_What to work on_: Add 60 to every coordinate in the answers of the records, from the line containing "the bridge pier" through the end of the records, and write out that whole part again with the requests included and left as they are. Leave the pictures out of your answer.
— START OF Exercise inputs —
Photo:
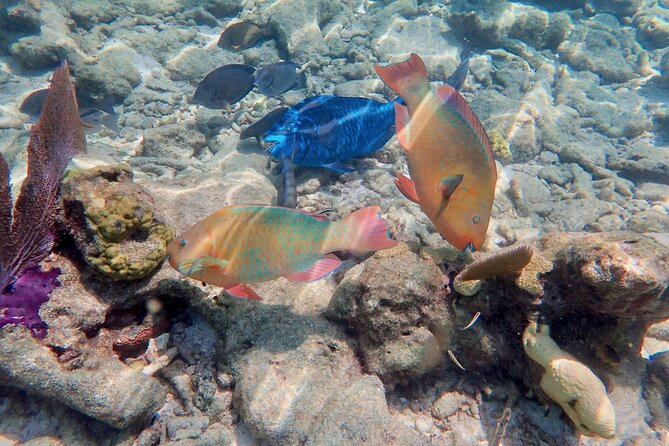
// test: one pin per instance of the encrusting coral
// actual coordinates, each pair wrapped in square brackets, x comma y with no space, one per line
[571,384]
[114,222]
[26,237]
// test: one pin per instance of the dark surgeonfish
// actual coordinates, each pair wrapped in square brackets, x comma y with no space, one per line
[277,78]
[32,104]
[240,36]
[94,115]
[224,86]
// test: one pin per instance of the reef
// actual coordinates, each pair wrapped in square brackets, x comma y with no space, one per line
[115,223]
[395,347]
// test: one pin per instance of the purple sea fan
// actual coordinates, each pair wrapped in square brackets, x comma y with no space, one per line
[57,136]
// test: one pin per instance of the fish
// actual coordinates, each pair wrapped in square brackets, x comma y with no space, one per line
[259,128]
[326,131]
[449,155]
[240,36]
[288,196]
[94,115]
[32,104]
[246,243]
[224,86]
[277,78]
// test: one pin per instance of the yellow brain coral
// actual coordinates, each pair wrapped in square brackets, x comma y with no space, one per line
[571,384]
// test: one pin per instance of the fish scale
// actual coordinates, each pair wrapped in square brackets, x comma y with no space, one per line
[254,243]
[324,130]
[449,154]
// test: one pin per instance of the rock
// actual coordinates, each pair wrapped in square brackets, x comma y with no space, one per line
[621,8]
[113,75]
[173,141]
[390,300]
[298,23]
[596,48]
[424,36]
[297,380]
[541,29]
[106,389]
[192,64]
[37,52]
[114,222]
[655,389]
[181,428]
[450,403]
[23,16]
[28,419]
[599,268]
[90,13]
[222,8]
[653,25]
[643,162]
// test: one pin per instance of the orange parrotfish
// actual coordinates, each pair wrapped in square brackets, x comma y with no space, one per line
[449,154]
[242,244]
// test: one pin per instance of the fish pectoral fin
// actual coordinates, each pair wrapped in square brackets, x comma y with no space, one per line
[446,187]
[318,270]
[191,267]
[241,291]
[402,124]
[407,187]
[339,167]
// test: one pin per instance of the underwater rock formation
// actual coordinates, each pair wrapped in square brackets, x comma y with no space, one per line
[114,222]
[105,389]
[395,303]
[112,74]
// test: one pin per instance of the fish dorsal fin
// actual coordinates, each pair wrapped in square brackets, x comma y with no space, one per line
[402,124]
[318,270]
[451,97]
[191,267]
[339,167]
[446,187]
[319,217]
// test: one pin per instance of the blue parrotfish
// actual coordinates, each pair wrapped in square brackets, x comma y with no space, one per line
[327,131]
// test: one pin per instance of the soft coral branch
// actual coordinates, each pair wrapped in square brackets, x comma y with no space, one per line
[54,140]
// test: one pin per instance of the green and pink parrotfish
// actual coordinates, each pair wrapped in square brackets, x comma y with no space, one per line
[450,158]
[243,244]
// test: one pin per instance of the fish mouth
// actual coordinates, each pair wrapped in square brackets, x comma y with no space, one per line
[268,145]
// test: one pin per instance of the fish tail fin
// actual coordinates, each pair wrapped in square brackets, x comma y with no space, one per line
[367,231]
[401,76]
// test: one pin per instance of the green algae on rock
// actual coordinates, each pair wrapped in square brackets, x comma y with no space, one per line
[115,223]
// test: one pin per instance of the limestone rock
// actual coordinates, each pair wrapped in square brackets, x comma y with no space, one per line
[394,302]
[106,390]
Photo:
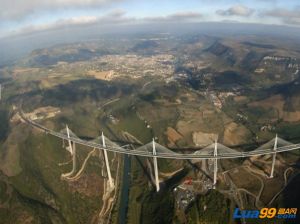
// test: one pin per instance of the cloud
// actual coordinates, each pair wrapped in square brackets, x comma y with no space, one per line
[237,10]
[175,17]
[18,9]
[287,16]
[113,17]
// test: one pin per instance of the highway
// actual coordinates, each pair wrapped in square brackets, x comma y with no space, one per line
[166,155]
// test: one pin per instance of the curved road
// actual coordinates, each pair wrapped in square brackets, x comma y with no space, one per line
[159,154]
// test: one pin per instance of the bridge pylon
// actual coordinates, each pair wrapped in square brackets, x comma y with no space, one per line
[111,183]
[215,164]
[155,166]
[274,156]
[72,150]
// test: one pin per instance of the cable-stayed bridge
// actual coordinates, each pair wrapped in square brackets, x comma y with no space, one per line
[154,150]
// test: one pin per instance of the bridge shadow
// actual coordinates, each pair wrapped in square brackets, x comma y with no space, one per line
[145,170]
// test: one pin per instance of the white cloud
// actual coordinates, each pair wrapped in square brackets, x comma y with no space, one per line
[287,16]
[237,10]
[175,17]
[111,18]
[18,9]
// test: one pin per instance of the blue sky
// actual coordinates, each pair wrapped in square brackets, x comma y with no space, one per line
[18,17]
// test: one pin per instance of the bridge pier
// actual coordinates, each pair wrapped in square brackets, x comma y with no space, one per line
[274,156]
[215,165]
[72,150]
[155,166]
[107,162]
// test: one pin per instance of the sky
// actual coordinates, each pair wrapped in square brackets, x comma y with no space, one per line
[18,17]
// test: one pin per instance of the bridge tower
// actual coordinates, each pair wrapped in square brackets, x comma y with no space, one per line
[107,162]
[155,166]
[72,150]
[274,156]
[215,164]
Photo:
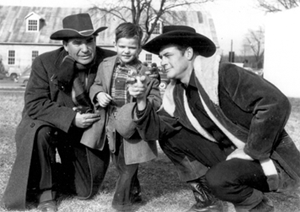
— END OF Exercise inputs —
_Result of the exercise_:
// test: one pin per instance of the bridge pier
// actual coordinates, each pair wrapped in square brackets, x comma y with no space, one per line
[334,216]
[275,225]
[132,210]
[215,226]
[167,222]
// test: one pin per instance of the sky
// actual coordinates, each pair wrapped in square brackets, x comma y with no space, one per line
[78,77]
// test: one pin per instance of the bridge tower
// actual coordinates, each pair wrapped in square brackets, x comma y with no space, one per line
[167,222]
[215,226]
[132,210]
[334,216]
[275,224]
Photo:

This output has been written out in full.